Task details:
Report how many lines below contain the word "halter", and give only that number.
+++
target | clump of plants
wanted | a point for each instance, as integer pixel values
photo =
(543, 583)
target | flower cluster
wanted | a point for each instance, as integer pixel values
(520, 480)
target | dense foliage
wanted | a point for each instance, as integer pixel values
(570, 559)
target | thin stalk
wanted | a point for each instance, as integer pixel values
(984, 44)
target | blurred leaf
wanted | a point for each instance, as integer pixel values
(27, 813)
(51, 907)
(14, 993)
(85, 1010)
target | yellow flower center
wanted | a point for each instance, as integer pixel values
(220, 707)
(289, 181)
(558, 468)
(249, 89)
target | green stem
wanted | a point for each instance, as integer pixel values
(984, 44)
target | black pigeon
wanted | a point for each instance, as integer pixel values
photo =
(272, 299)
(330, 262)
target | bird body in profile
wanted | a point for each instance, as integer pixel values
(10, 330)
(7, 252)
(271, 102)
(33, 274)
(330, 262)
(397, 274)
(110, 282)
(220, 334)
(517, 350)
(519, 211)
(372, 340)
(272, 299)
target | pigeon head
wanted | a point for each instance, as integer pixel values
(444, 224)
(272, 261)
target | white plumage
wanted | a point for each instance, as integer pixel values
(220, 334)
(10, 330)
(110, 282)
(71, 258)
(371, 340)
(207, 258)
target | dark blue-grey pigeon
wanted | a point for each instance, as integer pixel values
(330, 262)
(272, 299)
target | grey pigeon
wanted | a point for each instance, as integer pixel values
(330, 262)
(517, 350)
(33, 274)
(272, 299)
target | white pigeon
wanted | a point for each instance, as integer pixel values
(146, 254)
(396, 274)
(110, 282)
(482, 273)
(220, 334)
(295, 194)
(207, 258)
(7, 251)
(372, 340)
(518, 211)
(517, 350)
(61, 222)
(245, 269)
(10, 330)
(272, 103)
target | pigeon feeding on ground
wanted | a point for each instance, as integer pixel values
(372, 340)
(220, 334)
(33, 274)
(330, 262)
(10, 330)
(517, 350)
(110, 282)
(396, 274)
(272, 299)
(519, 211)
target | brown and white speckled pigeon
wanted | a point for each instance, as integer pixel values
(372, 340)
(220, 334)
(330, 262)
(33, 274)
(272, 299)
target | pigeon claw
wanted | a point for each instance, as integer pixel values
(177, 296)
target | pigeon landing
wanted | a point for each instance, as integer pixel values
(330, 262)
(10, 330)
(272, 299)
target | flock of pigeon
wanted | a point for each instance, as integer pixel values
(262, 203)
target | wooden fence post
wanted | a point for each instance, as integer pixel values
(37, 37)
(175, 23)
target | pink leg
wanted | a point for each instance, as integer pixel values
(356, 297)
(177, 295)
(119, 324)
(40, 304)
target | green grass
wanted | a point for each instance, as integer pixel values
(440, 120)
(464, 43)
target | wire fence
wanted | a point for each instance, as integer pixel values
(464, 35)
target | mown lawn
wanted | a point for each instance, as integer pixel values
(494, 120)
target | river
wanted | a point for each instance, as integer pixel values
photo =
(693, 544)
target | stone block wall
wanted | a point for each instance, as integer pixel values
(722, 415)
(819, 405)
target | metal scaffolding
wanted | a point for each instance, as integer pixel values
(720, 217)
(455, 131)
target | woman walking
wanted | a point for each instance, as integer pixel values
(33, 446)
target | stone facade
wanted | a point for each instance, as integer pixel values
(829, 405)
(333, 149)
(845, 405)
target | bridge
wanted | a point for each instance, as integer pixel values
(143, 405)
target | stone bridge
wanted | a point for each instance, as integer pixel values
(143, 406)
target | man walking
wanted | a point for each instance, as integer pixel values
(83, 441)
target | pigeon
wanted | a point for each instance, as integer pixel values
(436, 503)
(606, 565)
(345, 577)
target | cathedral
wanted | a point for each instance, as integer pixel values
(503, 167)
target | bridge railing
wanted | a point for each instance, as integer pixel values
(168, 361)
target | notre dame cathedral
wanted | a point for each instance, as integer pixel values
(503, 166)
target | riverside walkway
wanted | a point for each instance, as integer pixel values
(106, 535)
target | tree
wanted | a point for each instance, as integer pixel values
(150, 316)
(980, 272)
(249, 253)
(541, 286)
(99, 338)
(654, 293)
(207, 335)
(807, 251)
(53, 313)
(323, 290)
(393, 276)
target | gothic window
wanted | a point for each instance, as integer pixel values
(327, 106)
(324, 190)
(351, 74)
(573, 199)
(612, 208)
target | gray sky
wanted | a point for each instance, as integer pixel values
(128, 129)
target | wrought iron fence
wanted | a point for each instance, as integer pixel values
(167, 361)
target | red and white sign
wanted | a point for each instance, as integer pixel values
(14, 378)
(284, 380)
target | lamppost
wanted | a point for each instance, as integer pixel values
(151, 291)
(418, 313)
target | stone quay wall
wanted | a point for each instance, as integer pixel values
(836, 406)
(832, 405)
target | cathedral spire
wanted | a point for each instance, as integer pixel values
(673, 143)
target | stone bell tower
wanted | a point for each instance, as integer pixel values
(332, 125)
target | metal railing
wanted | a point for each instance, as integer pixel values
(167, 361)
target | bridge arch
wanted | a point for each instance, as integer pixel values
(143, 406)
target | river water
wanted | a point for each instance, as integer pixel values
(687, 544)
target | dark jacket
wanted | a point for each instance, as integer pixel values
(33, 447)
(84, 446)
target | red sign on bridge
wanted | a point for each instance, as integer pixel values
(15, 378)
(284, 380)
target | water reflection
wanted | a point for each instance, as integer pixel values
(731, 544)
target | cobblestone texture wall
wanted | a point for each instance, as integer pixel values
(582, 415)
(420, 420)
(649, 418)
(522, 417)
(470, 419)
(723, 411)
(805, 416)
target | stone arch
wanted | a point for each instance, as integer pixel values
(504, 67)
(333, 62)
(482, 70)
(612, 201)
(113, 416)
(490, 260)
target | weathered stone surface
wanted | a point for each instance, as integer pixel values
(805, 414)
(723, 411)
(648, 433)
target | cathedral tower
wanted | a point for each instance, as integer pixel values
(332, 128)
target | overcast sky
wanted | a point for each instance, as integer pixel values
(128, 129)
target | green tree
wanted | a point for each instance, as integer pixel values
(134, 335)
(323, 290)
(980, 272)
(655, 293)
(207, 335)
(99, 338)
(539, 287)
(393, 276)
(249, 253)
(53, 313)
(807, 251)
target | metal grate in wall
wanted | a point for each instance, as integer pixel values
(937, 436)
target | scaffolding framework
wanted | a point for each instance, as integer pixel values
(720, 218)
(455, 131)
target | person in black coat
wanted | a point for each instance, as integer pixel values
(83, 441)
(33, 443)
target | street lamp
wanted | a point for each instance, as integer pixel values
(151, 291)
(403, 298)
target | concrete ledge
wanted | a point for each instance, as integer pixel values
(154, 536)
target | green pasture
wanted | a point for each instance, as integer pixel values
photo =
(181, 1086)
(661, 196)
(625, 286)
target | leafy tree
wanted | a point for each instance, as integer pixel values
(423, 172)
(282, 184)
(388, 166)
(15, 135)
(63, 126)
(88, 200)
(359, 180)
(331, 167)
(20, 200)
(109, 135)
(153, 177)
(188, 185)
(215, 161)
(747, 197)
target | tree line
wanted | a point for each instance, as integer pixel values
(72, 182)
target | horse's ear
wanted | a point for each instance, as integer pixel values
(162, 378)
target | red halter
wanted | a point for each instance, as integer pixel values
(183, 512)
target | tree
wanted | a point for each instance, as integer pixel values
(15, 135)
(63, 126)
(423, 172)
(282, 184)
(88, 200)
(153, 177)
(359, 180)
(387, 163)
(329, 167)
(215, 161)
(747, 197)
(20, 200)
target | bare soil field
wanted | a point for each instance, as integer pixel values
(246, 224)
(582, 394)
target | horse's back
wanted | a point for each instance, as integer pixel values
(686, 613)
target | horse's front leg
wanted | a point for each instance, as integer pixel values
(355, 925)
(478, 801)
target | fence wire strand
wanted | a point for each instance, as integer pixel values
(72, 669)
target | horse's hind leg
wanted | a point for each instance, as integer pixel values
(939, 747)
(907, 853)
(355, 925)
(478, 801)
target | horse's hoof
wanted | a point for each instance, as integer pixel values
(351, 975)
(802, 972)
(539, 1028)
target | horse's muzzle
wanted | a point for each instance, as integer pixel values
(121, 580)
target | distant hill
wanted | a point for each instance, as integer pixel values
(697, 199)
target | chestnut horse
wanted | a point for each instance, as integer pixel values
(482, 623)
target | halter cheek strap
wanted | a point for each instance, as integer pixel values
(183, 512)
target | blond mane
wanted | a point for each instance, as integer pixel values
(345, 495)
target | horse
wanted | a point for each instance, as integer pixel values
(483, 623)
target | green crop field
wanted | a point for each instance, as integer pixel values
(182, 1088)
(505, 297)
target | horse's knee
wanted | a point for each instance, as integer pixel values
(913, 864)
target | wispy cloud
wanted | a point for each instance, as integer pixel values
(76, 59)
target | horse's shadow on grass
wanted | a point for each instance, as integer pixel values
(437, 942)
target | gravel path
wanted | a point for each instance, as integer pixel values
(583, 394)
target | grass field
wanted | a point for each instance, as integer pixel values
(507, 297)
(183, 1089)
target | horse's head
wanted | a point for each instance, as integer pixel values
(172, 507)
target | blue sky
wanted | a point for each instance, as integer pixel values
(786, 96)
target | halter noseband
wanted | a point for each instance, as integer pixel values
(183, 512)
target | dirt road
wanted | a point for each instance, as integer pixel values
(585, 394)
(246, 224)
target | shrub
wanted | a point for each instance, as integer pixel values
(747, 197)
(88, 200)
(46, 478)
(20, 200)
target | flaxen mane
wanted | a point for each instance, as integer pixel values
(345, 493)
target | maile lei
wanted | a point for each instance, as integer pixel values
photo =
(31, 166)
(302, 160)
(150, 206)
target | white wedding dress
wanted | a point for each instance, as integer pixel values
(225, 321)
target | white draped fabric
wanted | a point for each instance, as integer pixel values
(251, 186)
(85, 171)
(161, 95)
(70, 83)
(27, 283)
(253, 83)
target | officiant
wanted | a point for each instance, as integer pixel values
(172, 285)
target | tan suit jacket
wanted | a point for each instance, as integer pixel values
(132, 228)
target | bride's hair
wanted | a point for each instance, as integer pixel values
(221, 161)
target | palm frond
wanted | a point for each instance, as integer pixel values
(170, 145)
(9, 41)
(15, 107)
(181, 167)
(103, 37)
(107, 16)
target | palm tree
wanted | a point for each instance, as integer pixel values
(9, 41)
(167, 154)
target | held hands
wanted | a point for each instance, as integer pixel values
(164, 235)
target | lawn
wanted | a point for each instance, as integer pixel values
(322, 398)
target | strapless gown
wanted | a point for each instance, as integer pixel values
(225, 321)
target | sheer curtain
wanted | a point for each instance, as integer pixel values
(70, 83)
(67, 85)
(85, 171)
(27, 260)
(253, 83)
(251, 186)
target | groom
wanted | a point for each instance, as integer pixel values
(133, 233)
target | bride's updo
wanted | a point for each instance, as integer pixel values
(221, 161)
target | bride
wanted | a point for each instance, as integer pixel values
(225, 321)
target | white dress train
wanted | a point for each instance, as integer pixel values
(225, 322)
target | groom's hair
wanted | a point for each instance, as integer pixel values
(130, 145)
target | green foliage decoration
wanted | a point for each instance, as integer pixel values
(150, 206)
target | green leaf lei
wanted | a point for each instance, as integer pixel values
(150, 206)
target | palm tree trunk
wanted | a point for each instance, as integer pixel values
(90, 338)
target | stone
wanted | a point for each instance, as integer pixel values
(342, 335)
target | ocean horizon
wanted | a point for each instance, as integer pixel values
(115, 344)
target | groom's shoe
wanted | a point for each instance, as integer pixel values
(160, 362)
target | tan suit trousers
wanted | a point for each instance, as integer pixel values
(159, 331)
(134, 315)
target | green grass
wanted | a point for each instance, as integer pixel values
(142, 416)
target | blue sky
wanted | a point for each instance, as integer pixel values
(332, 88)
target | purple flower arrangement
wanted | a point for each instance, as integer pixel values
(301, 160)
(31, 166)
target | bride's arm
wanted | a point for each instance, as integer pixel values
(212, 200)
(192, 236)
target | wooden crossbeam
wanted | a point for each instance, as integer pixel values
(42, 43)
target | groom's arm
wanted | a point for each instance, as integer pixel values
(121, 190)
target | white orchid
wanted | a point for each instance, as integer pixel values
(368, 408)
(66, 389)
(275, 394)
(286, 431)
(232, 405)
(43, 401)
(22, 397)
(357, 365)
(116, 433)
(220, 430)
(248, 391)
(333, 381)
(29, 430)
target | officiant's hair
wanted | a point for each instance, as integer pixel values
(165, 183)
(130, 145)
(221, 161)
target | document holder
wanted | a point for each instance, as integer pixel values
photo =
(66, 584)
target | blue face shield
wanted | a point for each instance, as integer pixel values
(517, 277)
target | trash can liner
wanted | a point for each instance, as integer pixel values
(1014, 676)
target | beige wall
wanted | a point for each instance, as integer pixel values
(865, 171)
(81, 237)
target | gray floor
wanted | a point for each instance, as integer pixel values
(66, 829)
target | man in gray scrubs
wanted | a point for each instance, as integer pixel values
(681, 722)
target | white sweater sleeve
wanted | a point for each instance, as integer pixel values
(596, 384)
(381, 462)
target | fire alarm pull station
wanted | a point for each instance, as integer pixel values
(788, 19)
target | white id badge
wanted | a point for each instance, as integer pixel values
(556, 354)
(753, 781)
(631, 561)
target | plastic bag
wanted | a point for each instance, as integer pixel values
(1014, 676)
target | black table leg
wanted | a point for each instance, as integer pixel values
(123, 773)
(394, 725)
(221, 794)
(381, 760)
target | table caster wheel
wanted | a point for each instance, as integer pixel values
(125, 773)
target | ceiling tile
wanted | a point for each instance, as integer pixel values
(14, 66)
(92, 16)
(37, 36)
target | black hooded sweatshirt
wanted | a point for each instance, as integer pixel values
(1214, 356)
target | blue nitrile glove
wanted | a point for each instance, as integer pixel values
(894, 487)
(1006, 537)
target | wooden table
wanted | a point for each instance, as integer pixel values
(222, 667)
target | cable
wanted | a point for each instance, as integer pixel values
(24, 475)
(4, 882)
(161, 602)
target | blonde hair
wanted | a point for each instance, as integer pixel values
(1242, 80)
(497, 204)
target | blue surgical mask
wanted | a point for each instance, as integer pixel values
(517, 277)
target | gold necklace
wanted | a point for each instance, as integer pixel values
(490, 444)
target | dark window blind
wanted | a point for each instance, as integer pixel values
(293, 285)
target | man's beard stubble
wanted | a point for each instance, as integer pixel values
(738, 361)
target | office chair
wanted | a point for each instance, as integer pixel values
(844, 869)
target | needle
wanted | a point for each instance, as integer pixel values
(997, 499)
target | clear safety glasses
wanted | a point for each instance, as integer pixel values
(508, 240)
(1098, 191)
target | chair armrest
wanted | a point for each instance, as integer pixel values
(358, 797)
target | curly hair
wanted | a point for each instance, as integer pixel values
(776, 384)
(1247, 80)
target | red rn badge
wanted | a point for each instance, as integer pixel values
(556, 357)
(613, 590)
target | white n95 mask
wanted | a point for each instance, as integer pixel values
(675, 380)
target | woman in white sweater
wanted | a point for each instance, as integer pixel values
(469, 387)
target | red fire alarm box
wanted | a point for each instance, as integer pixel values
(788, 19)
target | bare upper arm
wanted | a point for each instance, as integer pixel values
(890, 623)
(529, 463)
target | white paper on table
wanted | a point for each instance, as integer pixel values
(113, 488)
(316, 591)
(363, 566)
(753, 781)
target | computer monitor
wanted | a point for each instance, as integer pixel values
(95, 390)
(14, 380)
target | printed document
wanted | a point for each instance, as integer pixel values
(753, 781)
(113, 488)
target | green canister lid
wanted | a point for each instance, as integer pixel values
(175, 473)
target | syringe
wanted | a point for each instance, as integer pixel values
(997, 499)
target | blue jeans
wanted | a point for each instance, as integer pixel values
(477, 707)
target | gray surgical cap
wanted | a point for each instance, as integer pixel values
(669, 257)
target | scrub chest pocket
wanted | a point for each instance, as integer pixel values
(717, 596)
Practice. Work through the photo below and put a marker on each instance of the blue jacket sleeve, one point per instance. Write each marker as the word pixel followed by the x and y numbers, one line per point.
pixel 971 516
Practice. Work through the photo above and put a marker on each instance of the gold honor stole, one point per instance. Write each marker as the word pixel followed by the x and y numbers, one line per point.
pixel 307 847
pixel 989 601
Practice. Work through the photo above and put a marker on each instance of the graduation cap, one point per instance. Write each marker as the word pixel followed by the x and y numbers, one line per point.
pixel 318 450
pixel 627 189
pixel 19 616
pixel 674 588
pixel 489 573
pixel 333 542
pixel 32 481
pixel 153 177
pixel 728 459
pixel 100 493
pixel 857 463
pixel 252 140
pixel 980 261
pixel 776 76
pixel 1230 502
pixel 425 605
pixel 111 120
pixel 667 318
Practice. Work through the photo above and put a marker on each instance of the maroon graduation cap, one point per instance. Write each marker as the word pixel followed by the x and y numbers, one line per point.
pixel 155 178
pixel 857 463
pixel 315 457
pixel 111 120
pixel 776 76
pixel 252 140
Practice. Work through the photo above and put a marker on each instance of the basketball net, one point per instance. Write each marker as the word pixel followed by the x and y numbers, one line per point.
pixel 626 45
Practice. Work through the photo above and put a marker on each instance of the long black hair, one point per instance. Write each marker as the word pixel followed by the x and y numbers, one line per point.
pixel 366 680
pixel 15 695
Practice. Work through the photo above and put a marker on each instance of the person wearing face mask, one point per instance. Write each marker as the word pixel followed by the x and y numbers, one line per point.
+++
Output for this task:
3